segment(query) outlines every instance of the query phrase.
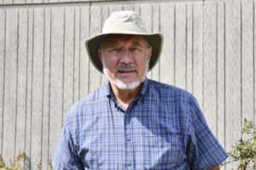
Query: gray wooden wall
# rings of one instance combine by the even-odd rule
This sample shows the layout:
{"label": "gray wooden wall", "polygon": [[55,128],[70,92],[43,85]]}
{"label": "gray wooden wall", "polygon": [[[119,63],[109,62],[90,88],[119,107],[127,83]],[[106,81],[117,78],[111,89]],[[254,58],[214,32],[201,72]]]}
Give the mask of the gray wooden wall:
{"label": "gray wooden wall", "polygon": [[162,55],[148,77],[191,92],[227,151],[243,119],[256,122],[256,0],[55,2],[0,0],[5,159],[26,151],[26,169],[39,162],[48,168],[67,109],[107,82],[84,40],[101,32],[115,10],[135,10],[149,30],[163,33]]}

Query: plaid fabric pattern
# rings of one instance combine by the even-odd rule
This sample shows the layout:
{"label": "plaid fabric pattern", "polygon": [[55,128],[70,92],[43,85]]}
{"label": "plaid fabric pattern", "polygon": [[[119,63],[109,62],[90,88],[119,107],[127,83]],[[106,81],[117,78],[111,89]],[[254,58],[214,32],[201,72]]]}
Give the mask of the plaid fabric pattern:
{"label": "plaid fabric pattern", "polygon": [[109,84],[68,111],[54,169],[208,169],[227,155],[188,92],[146,79],[125,110]]}

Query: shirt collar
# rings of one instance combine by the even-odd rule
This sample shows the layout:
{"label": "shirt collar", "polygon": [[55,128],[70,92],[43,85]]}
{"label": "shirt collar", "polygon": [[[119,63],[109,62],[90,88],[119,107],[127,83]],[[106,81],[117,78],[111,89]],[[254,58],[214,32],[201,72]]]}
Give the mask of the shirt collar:
{"label": "shirt collar", "polygon": [[[143,97],[147,90],[147,88],[148,86],[148,79],[146,77],[144,82],[143,82],[143,88],[141,88],[137,97],[136,99],[139,99],[141,97]],[[110,82],[108,82],[108,84],[105,85],[105,92],[106,92],[106,96],[108,98],[113,98],[114,99],[114,95],[113,94],[112,88],[110,87]]]}

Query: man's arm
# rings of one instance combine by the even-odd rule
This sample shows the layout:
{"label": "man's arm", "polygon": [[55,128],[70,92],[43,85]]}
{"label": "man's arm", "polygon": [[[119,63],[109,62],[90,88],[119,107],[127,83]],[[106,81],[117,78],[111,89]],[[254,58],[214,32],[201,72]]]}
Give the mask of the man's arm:
{"label": "man's arm", "polygon": [[216,166],[216,167],[212,167],[211,169],[208,169],[208,170],[219,170],[219,167]]}

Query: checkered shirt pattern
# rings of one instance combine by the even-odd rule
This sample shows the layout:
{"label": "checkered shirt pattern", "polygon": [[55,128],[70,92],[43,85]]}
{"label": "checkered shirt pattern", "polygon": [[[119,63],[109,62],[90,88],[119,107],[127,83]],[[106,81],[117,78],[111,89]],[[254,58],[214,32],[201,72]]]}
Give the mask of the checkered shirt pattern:
{"label": "checkered shirt pattern", "polygon": [[208,169],[227,155],[188,92],[146,78],[125,110],[109,83],[67,112],[52,165],[60,169]]}

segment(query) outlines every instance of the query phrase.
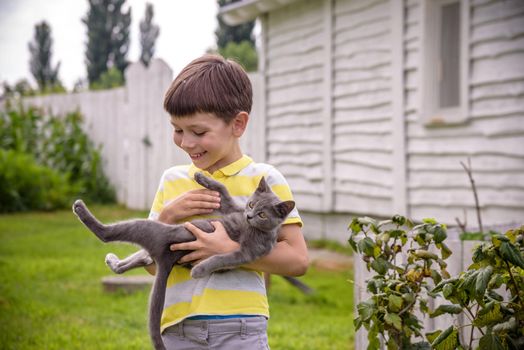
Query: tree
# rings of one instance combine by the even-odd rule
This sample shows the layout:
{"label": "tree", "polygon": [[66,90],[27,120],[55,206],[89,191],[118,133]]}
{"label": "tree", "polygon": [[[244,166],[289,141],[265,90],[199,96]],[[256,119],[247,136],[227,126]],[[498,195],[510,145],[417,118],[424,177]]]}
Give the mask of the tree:
{"label": "tree", "polygon": [[[231,0],[218,0],[218,5],[223,7],[235,1]],[[255,21],[246,22],[237,26],[230,26],[224,22],[221,16],[217,15],[218,28],[215,31],[217,37],[217,46],[218,49],[223,49],[227,46],[229,42],[235,42],[240,44],[242,41],[247,40],[255,47],[255,39],[253,37],[253,27],[255,26]]]}
{"label": "tree", "polygon": [[60,85],[58,81],[60,62],[54,68],[51,67],[52,46],[51,28],[47,22],[42,21],[35,25],[33,41],[29,42],[31,53],[29,65],[31,74],[41,91],[47,91],[55,85]]}
{"label": "tree", "polygon": [[153,24],[153,5],[146,4],[146,17],[140,22],[140,46],[142,53],[140,61],[147,67],[155,54],[155,41],[160,34],[160,28]]}
{"label": "tree", "polygon": [[131,8],[122,11],[125,0],[88,0],[89,10],[82,22],[87,26],[86,65],[89,84],[109,68],[122,75],[129,62]]}
{"label": "tree", "polygon": [[[218,0],[220,7],[237,0]],[[255,71],[258,67],[258,55],[253,37],[255,21],[237,26],[226,24],[221,16],[217,16],[218,28],[215,31],[218,53],[226,58],[237,60],[244,68]]]}

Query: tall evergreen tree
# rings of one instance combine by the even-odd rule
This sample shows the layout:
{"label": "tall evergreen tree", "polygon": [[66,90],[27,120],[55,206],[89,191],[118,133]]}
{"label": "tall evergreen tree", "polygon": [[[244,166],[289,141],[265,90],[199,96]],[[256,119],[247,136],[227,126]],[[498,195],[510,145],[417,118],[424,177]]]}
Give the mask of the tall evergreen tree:
{"label": "tall evergreen tree", "polygon": [[146,4],[146,17],[140,22],[140,46],[142,52],[140,61],[147,67],[155,54],[155,42],[160,34],[160,28],[153,24],[153,5]]}
{"label": "tall evergreen tree", "polygon": [[31,74],[35,78],[40,91],[50,90],[59,84],[58,70],[60,62],[51,67],[53,39],[51,38],[51,27],[42,21],[35,25],[33,41],[29,43],[31,58],[29,61]]}
{"label": "tall evergreen tree", "polygon": [[[218,0],[220,7],[228,5],[238,0]],[[223,49],[229,42],[240,44],[242,41],[249,41],[253,47],[255,47],[255,39],[253,37],[253,27],[255,21],[246,22],[237,26],[230,26],[222,20],[222,17],[217,16],[218,28],[215,31],[217,37],[218,49]]]}
{"label": "tall evergreen tree", "polygon": [[122,11],[126,0],[88,0],[89,10],[82,22],[87,26],[86,65],[90,84],[109,68],[122,75],[129,62],[131,8]]}
{"label": "tall evergreen tree", "polygon": [[[238,0],[218,0],[218,5],[222,7],[236,1]],[[215,35],[218,53],[226,58],[237,60],[248,72],[257,70],[258,55],[253,37],[255,21],[230,26],[218,15],[217,21],[218,28]]]}

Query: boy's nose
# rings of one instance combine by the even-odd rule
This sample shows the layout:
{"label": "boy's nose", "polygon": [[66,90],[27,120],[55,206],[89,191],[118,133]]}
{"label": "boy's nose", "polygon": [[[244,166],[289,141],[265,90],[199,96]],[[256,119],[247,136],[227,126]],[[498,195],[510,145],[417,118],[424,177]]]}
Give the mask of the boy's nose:
{"label": "boy's nose", "polygon": [[182,142],[180,142],[180,147],[182,148],[192,148],[195,145],[195,142],[187,136],[182,137]]}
◆ ◆ ◆ ◆ ◆ ◆ ◆
• [Short task]:
Render the lines of the records as a Markdown table with the columns Row and Text, starting with the line containing "Query: boy's nose" and continuing through the end of the records. Number each line in Row, put the line itself in Text, and skip any blank lines.

• [Expected answer]:
| Row | Text |
|---|---|
| 1 | Query: boy's nose |
| 2 | # rings of one instance combine by the even-odd rule |
| 3 | This sample shows the layout: |
| 4 | {"label": "boy's nose", "polygon": [[66,90],[27,120],[55,206],[89,191],[118,133]]} |
| 5 | {"label": "boy's nose", "polygon": [[[244,166],[289,141],[265,90],[199,96]],[[256,119],[247,136],[227,126]],[[498,195],[510,145],[417,118],[424,177]]]} |
| 6 | Give the mask of the boy's nose: |
| 7 | {"label": "boy's nose", "polygon": [[182,142],[180,142],[180,147],[182,148],[192,148],[195,145],[195,142],[187,136],[182,137]]} |